■ **Exercise task**
Restate the whole of the material. Keep every word, and drop the pictures.

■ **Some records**
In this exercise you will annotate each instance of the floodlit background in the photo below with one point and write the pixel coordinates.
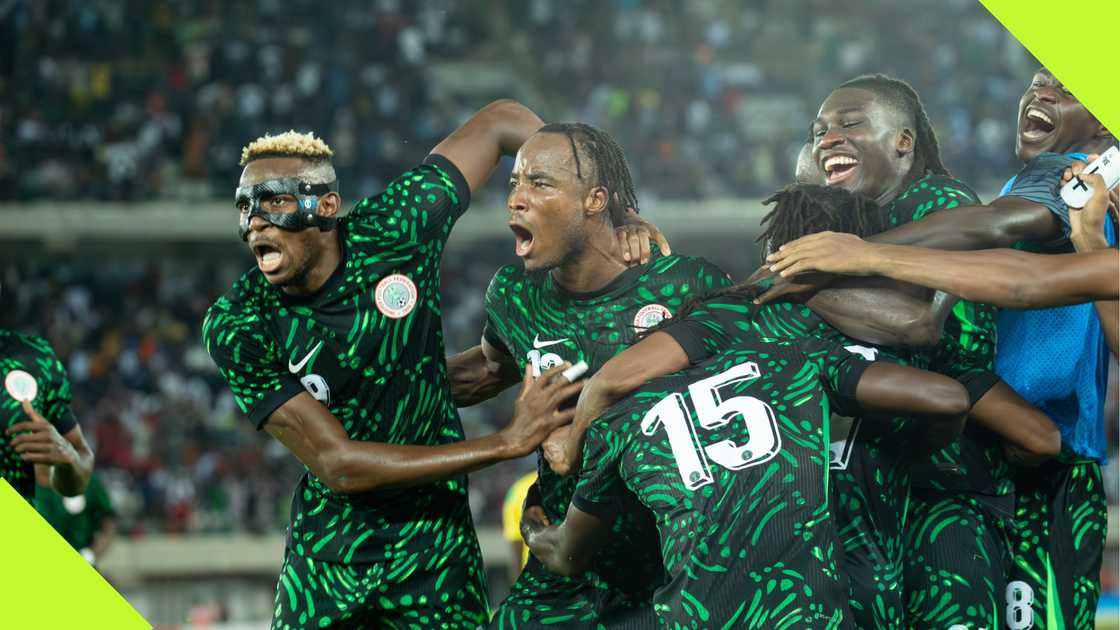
(121, 124)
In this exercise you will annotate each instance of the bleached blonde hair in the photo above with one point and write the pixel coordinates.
(289, 144)
(292, 144)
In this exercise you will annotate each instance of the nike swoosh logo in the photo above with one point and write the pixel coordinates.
(295, 368)
(539, 344)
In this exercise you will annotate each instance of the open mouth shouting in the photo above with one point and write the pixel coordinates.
(1036, 124)
(523, 238)
(839, 168)
(269, 257)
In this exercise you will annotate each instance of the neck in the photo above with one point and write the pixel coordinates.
(596, 263)
(326, 262)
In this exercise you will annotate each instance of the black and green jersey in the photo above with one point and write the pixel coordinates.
(540, 325)
(731, 457)
(77, 519)
(22, 358)
(868, 455)
(976, 462)
(369, 344)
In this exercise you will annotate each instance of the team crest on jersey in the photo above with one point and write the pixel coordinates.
(395, 296)
(20, 386)
(651, 315)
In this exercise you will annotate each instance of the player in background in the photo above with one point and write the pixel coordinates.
(333, 344)
(40, 429)
(1004, 277)
(740, 485)
(1056, 358)
(86, 521)
(575, 298)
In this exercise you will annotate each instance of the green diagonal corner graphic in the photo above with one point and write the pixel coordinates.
(46, 583)
(1076, 43)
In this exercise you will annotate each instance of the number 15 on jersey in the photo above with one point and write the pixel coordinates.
(714, 411)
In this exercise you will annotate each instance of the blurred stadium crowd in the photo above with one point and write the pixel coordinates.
(138, 100)
(134, 100)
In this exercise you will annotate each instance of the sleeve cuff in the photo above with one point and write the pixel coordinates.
(65, 423)
(977, 383)
(690, 335)
(453, 172)
(600, 509)
(260, 413)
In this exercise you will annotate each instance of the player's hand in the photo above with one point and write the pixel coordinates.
(537, 410)
(830, 252)
(533, 519)
(556, 451)
(634, 239)
(38, 442)
(1086, 224)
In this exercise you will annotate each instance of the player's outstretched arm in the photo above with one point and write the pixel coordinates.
(1030, 436)
(348, 466)
(1002, 223)
(498, 129)
(884, 312)
(479, 373)
(1002, 277)
(569, 547)
(38, 442)
(655, 355)
(1086, 233)
(939, 401)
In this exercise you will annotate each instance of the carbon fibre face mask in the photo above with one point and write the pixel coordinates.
(248, 200)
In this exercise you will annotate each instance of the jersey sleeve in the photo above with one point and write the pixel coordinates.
(419, 206)
(496, 318)
(56, 404)
(708, 330)
(1041, 182)
(600, 487)
(249, 361)
(840, 371)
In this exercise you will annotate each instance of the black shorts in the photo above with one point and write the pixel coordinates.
(414, 592)
(958, 556)
(1061, 521)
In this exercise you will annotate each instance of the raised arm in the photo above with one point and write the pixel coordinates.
(479, 373)
(348, 466)
(653, 357)
(1002, 277)
(498, 129)
(884, 312)
(939, 401)
(1001, 223)
(567, 548)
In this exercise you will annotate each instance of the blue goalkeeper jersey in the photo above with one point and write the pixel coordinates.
(1056, 358)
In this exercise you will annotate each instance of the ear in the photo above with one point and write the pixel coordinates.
(328, 204)
(596, 200)
(904, 144)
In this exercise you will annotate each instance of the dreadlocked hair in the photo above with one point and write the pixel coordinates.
(607, 165)
(904, 99)
(806, 209)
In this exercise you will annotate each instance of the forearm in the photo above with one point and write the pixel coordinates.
(355, 466)
(1006, 414)
(71, 479)
(883, 312)
(1004, 223)
(936, 401)
(474, 378)
(1004, 277)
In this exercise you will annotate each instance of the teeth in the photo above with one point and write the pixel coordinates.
(838, 160)
(1037, 114)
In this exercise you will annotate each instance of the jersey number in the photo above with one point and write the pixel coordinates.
(714, 411)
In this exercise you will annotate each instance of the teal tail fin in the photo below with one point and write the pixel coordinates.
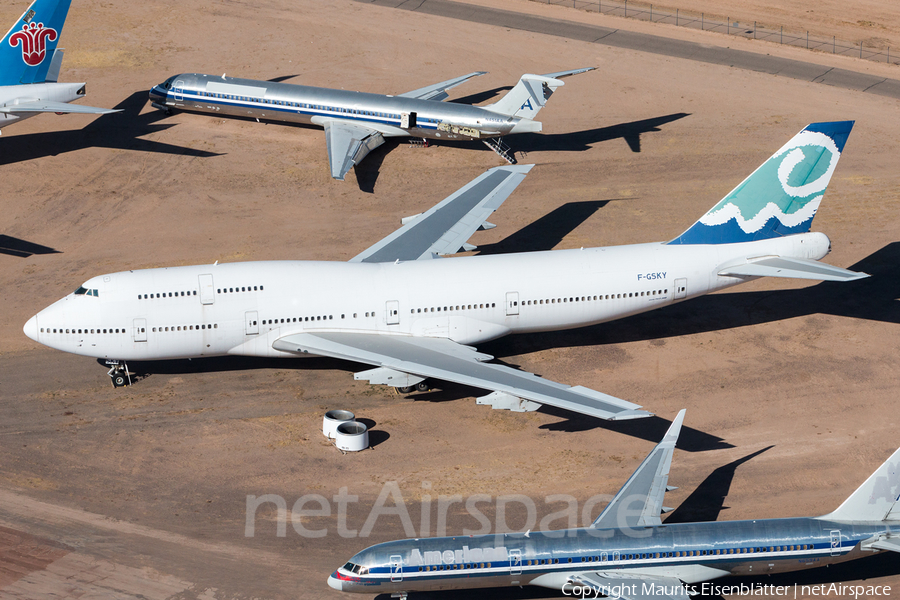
(27, 50)
(876, 499)
(779, 198)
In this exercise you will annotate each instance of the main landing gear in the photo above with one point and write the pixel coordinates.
(422, 386)
(119, 373)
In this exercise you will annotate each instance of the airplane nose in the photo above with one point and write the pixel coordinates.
(335, 583)
(30, 328)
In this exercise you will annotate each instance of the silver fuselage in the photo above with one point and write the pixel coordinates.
(389, 115)
(691, 552)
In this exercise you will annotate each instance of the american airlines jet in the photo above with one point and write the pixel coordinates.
(628, 553)
(365, 311)
(356, 122)
(30, 63)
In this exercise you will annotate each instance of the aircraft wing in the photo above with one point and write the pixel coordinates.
(446, 227)
(561, 74)
(441, 358)
(626, 586)
(438, 91)
(639, 502)
(795, 268)
(47, 106)
(348, 143)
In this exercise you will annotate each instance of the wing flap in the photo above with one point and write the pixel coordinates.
(795, 268)
(347, 145)
(447, 226)
(438, 91)
(639, 502)
(444, 359)
(29, 106)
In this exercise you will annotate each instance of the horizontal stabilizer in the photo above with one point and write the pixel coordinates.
(446, 227)
(47, 106)
(438, 91)
(639, 502)
(444, 359)
(794, 268)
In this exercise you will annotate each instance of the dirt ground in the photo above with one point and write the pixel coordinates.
(142, 492)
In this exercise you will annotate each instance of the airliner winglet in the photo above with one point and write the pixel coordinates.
(628, 553)
(30, 64)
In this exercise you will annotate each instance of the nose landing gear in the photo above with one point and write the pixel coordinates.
(119, 373)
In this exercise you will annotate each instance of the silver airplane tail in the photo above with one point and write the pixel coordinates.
(531, 94)
(876, 499)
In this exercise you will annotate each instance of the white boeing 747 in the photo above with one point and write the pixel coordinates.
(356, 122)
(365, 311)
(30, 63)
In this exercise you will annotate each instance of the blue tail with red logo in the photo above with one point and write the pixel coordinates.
(28, 48)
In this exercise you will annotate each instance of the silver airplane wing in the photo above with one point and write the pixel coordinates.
(47, 106)
(444, 359)
(626, 586)
(561, 74)
(348, 144)
(446, 227)
(438, 91)
(639, 502)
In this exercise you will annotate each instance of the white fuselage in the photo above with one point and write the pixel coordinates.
(243, 308)
(11, 95)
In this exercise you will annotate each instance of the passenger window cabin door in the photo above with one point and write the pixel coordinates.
(251, 322)
(140, 330)
(207, 290)
(512, 303)
(392, 312)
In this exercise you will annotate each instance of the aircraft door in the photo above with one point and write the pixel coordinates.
(251, 321)
(396, 568)
(207, 293)
(835, 542)
(512, 303)
(515, 562)
(392, 312)
(140, 330)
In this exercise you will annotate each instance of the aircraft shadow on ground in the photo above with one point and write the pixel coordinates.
(122, 131)
(21, 248)
(707, 501)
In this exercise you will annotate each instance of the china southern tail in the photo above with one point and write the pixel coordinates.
(30, 63)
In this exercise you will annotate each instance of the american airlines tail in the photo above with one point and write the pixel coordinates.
(31, 40)
(876, 499)
(528, 97)
(779, 198)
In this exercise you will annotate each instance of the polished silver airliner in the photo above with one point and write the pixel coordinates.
(30, 64)
(628, 553)
(366, 311)
(357, 122)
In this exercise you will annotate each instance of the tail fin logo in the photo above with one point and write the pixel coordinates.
(33, 39)
(802, 168)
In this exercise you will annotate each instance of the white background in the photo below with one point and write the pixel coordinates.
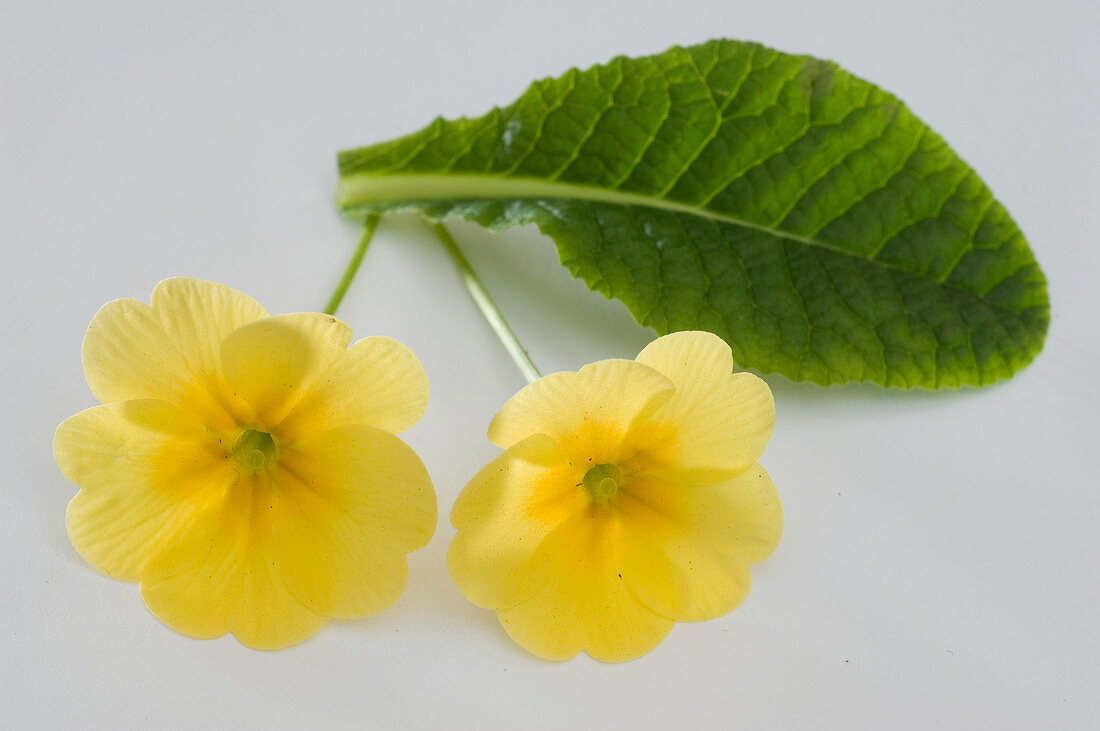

■ **Answer to the problem**
In this exercise you will annotate each instance of the floodlit background in the photo below with one point and write the pixel coordinates.
(121, 124)
In this exercise you will annotate each instance of the bleached blonde hair in the photo above with one point and write the pixel coordinates.
(289, 144)
(292, 144)
In this exercise you will annotate each instance of the nike swoosh logo in the photo above with one point and write the pixel coordinates.
(295, 368)
(539, 344)
In this exercise you will annotate each instance of the open mouth shouting in the photo above with one point and write the pixel coordinates.
(1036, 124)
(523, 238)
(839, 168)
(269, 257)
In this exercise you will annotate each instance of the neck in the photo above with one point and write the pixel coordinates.
(596, 263)
(326, 262)
In this exercise you will annotate each instance of the black and green jersey in the photo above with one point and write the pixel coordinates.
(540, 325)
(731, 457)
(77, 519)
(22, 358)
(868, 455)
(976, 462)
(369, 344)
In this exercise you will annotate each instance of the team crest on jersey in the photo above with one point and write the pixel coordinates.
(395, 296)
(20, 386)
(651, 315)
In this exercise you will annotate each instance of the player in background in the photo above with one point and write the pixel coordinates.
(333, 344)
(40, 429)
(1004, 277)
(740, 485)
(1056, 358)
(86, 521)
(575, 298)
In this exercise you will annotate each instance of the green diagonal corner graphic in the photo above with one point and write the pixel coordinates.
(46, 583)
(1076, 43)
In this exercise you will annotate each instance of the number 15 on jersey in the photo above with one point and write the pixel coordinates.
(714, 411)
In this exercise you will annotate each instance of the blurred stadium crowd in the photo above with one point and write the pixel coordinates.
(138, 100)
(134, 100)
In this exercise you will annotate each instance of the sleeve cuff in the photo above with one point and write the pixel coordinates.
(65, 423)
(977, 383)
(690, 335)
(453, 172)
(600, 509)
(260, 413)
In this exercise you will annotate each instance of the player's hand in the photo above with one point and write the pixel coordinates.
(537, 410)
(830, 252)
(533, 519)
(556, 451)
(634, 239)
(38, 442)
(1086, 224)
In this exercise you will annotate each instance of the player's outstretched arm in the photo above with one point and write the pixel coordinates.
(1030, 436)
(348, 466)
(1002, 223)
(498, 129)
(884, 312)
(479, 373)
(1002, 277)
(569, 547)
(38, 442)
(655, 355)
(1086, 233)
(939, 401)
In this exercise you will annotate each instance of the carbon fibre face mask in the photo above with one point and write the pixel coordinates.
(248, 200)
In this exercise you will annotate each instance of the jersey sleeve in the photo above with one point and write the pixel coordinates.
(419, 206)
(496, 318)
(56, 404)
(708, 330)
(1041, 182)
(600, 487)
(249, 361)
(840, 371)
In this exercise you will annotate each instance of the black shorts in the photo above with one point and write the pixel coordinates.
(414, 592)
(958, 556)
(1061, 521)
In this exercise you will annotate each instance of the raised arm in the photo above with one point and write the pixel coordinates.
(479, 373)
(348, 466)
(653, 357)
(1002, 277)
(498, 129)
(884, 312)
(939, 401)
(1001, 223)
(567, 548)
In this exercise you will annotate each instance of the blue goalkeeper jersey in the photo above with one point and write the pixel coordinates.
(1056, 358)
In this exercise you will annotate each instance of the ear in the photo above with one point and write the pixel coordinates.
(328, 204)
(596, 200)
(904, 144)
In this exercise you will annotate each instance of the dreadlocked hair in the photo above with one point and write the pixel coordinates.
(607, 165)
(904, 99)
(806, 209)
In this exercise you will annotate each instance of the forearm in the photo above with one point and write the pixel coordinates.
(355, 466)
(1006, 414)
(71, 479)
(883, 312)
(1004, 223)
(936, 401)
(474, 378)
(1004, 277)
In this exercise you will annotate each instance of the teeth in the photo above with one point and write the pixel coordinates.
(838, 160)
(1037, 114)
In this exercise you will annotate each instance of the jersey number in the photo above with one point and write the pixel coordinates.
(714, 411)
In this exercise you will annotate each instance of the teal tail fin in the photo below with one point and write the pixel coordinates.
(27, 50)
(876, 499)
(779, 198)
In this exercise you will annotate each instance of the main landing gear in the photo above with one point and write the pixel coordinates.
(422, 386)
(119, 373)
In this exercise you will annotate each instance of the airplane nose in the photo above with one point and write the pixel coordinates.
(335, 583)
(30, 328)
In this exercise you will annotate each instance of the silver fuselage in the photo above with one point and write the pixel coordinates.
(389, 115)
(691, 552)
In this exercise you will annotate each instance of the american airlines jet in the photo above with one point and write the pixel coordinates.
(628, 553)
(365, 311)
(356, 122)
(30, 63)
In this exercise you will annotate each instance of the aircraft wing in the photo above with one point and write the pixel coordinates.
(446, 227)
(561, 74)
(441, 358)
(626, 586)
(438, 91)
(639, 502)
(795, 268)
(47, 106)
(348, 143)
In this exercise you will annotate each instance of the wing flap in the photo above with one point and write the pixel coordinates.
(795, 268)
(347, 145)
(447, 226)
(438, 91)
(639, 502)
(444, 359)
(29, 106)
In this exercise you will annotate each instance of the horizontal stabilizer in the photo above with one point and write the pixel coordinates.
(446, 227)
(47, 106)
(438, 91)
(639, 502)
(444, 359)
(794, 268)
In this exercise you will annotate each instance of the dirt ground in the photo above with one point and write the pixel coordinates.
(142, 492)
In this exercise you will annotate each instance of the airliner winglet in the photo above with one point and write the pixel coordinates.
(628, 553)
(30, 64)
In this exercise you will annotate each instance of the nose landing gear in the photo above with one point and write the pixel coordinates.
(119, 373)
In this exercise you will annotate each instance of the silver airplane tail in the photo above with one point and write the pixel coordinates.
(531, 94)
(876, 499)
In this exercise you will annotate each instance of the white boeing 747 in the photo above with one point and write the pixel coordinates.
(356, 122)
(365, 311)
(30, 63)
In this exercise you will annotate each instance of the blue tail with red logo in the photo above with one point and write the pixel coordinates.
(28, 48)
In this exercise you will annotate each instance of the silver airplane wing in the photo above with one point and write the pixel coordinates.
(47, 106)
(444, 359)
(626, 586)
(561, 74)
(348, 144)
(446, 227)
(438, 91)
(639, 502)
In this exercise you will annotate each instance of the white fuselage in the photo above with one point and write the pixel coordinates.
(243, 308)
(11, 95)
In this exercise you will annotate each instance of the passenger window cabin door in the photo above with one point and write the pixel coordinates.
(251, 322)
(140, 330)
(207, 290)
(512, 303)
(392, 312)
In this exercise you will annotate each instance of the aircraft door in the photo above with one point and write the pixel coordinates.
(251, 321)
(396, 568)
(207, 293)
(835, 542)
(512, 303)
(515, 562)
(392, 312)
(140, 330)
In this exercise you will annotate each instance of the aircraft shadow on ground in the photo above with one point and write the pixel coordinates.
(122, 131)
(21, 248)
(707, 501)
In this exercise you will annotate each instance of the china southern tail in the photo above with one point and write the pixel coordinates.
(30, 63)
In this exercise you will annotate each instance of the american airlines tail in the photo above with one point and write the pixel coordinates.
(31, 40)
(876, 499)
(528, 97)
(779, 198)
In this exercise you will annotate each instance of the polished silver airliner in the photo above with one point and write the pixel coordinates.
(30, 64)
(628, 553)
(366, 311)
(357, 122)
In this exercise you will annotate each instance of the tail fin logo in the photo above with one point and write the pixel coordinates.
(33, 39)
(802, 168)
In this exercise you will annotate each instance of the white background in the photo below with one point and write the pixel coordinates.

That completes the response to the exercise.